(Records for labeling locations)
>> Begin
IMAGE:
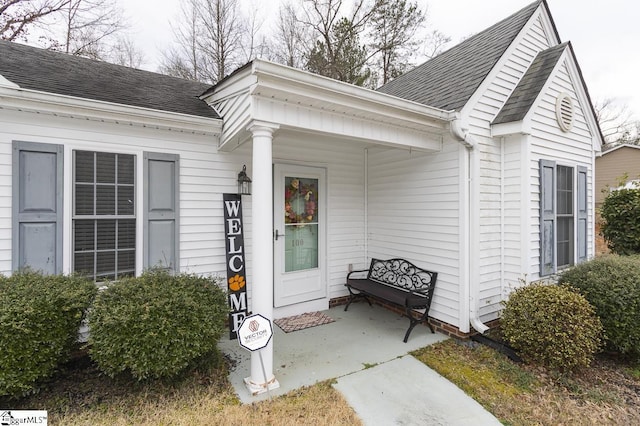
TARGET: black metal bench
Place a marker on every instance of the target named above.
(399, 282)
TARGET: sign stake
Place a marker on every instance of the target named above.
(264, 373)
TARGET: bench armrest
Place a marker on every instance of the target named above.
(363, 274)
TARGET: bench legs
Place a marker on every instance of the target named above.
(415, 321)
(353, 296)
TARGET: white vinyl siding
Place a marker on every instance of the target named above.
(497, 254)
(573, 149)
(204, 176)
(414, 213)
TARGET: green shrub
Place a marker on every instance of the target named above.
(553, 326)
(612, 285)
(155, 325)
(620, 213)
(39, 320)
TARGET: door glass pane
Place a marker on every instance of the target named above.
(301, 223)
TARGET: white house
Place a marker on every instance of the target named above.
(478, 164)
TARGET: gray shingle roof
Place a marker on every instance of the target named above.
(55, 72)
(450, 79)
(530, 85)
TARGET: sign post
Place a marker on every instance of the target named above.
(254, 334)
(236, 271)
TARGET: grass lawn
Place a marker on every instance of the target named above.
(606, 393)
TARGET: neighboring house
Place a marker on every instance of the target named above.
(614, 167)
(478, 164)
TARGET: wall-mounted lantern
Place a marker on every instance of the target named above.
(244, 182)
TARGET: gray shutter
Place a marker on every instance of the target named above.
(161, 207)
(37, 207)
(583, 214)
(547, 217)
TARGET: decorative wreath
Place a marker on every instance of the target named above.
(293, 196)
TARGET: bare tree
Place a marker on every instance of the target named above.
(18, 16)
(253, 46)
(185, 59)
(337, 52)
(434, 43)
(125, 53)
(222, 38)
(291, 38)
(209, 41)
(393, 29)
(88, 26)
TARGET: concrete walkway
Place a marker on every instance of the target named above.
(363, 350)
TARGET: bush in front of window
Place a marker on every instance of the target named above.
(553, 326)
(156, 325)
(39, 320)
(612, 285)
(620, 214)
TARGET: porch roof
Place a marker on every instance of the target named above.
(298, 100)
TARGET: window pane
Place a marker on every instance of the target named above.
(125, 169)
(565, 241)
(126, 263)
(84, 235)
(106, 234)
(125, 200)
(127, 234)
(84, 199)
(104, 248)
(84, 166)
(105, 200)
(83, 263)
(106, 264)
(105, 167)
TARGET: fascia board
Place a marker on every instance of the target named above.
(497, 68)
(290, 81)
(69, 106)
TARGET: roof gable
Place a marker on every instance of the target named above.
(54, 72)
(450, 79)
(625, 147)
(531, 84)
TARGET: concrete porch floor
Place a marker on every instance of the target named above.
(363, 350)
(362, 336)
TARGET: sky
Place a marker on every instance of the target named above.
(605, 34)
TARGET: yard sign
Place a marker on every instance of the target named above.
(236, 272)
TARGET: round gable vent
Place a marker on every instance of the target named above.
(564, 111)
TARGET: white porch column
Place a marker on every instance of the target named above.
(262, 250)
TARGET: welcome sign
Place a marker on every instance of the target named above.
(236, 275)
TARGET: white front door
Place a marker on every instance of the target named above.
(299, 226)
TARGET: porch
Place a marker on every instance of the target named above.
(363, 336)
(363, 350)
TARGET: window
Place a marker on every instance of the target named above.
(104, 215)
(563, 216)
(564, 195)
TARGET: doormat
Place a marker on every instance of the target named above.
(300, 322)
>> End
→ **Short task**:
Copy out every line of the records above word for word, but leave out the pictures.

→ **Task response**:
IMAGE:
TARGET: black metal bench
Place a marker on every instance of the target named above.
(399, 282)
TARGET: sign stake
Place a marker on every instance of the target named above.
(264, 373)
TARGET: bench armrest
Place a marker on every instance of the target named above.
(363, 274)
TARGET: bench legs
Place a marker on every instance of the target named above.
(415, 321)
(353, 296)
TARGET: white vinyl siding
Place a marker on every instance of the target named above.
(497, 254)
(573, 149)
(204, 176)
(414, 213)
TARGET: green shrub
Place a marker on every instance of the target named above.
(553, 326)
(612, 285)
(155, 325)
(620, 213)
(39, 320)
TARGET: door glass pane
Place a marker on every instance of the target named above.
(301, 223)
TARGET: white house
Place a marker on every instance of the target named above.
(478, 164)
TARGET: gray shingle roof
Place a marker on every instance of the target named above.
(55, 72)
(450, 79)
(530, 85)
TARGET: sign post
Place a marker on every instance of the target named above.
(254, 334)
(236, 271)
TARGET: grass lawn
Place a marker on every instance of the target named above.
(606, 393)
TARGET: neighboring house
Place a marker on every instance of the target named above.
(614, 167)
(478, 164)
TARGET: wall-mounted lantern
Place a marker on every instance of the target named above.
(244, 182)
TARGET: gray shutter
Place a marker on every instance of the target named above.
(161, 207)
(37, 207)
(583, 214)
(547, 217)
TARGET: decorative wreath
Place a marker on every instance of the target named above.
(293, 196)
TARGET: bare tree
Place a marker on every instance of the target named above.
(18, 16)
(253, 46)
(185, 59)
(337, 52)
(434, 43)
(125, 53)
(222, 38)
(291, 38)
(209, 41)
(393, 29)
(88, 26)
TARGET: concrete walkway
Place a marker on every instance of the target named above.
(363, 350)
TARGET: bush in front of window
Place a marker on every instance of the target named above.
(553, 326)
(156, 325)
(39, 320)
(612, 285)
(620, 214)
TARGET: porch roof
Place a marker on every instance of the target named above.
(298, 100)
TARGET: window pane
Place a marker on every instance of the target named above.
(125, 169)
(565, 241)
(126, 263)
(84, 235)
(106, 234)
(125, 200)
(127, 234)
(84, 199)
(104, 248)
(84, 166)
(105, 200)
(83, 263)
(106, 264)
(105, 167)
TARGET: fascia board
Place a marker on every instance of the target named above.
(497, 68)
(290, 81)
(69, 106)
TARGET: roof gable
Place a marker on every instance of the target named above.
(54, 72)
(450, 79)
(625, 147)
(531, 84)
TARGET: concrete porch floor
Place a marker on every instance of the target named above.
(363, 350)
(362, 336)
TARGET: sky
Place a marker on every instance of the target named above.
(605, 34)
TARGET: yard sign
Place a marker on every instance of the target named above.
(236, 272)
TARGET: round gable vent
Place a marker on every instance of the target named above.
(564, 111)
TARGET: white porch column
Place a marker on every instance of the target named above.
(262, 250)
TARGET: welcome sign
Place a marker on every instance of the target named above.
(236, 275)
TARGET: white front door
Place a marker on every instance of the target named above.
(299, 226)
TARGET: porch
Place a marker on every instance of the target named above.
(363, 336)
(363, 350)
TARGET: window
Place a marker on every instance of the target named above.
(104, 215)
(563, 216)
(564, 195)
TARGET: doormat
Place a marker on every instance of the target named above.
(300, 322)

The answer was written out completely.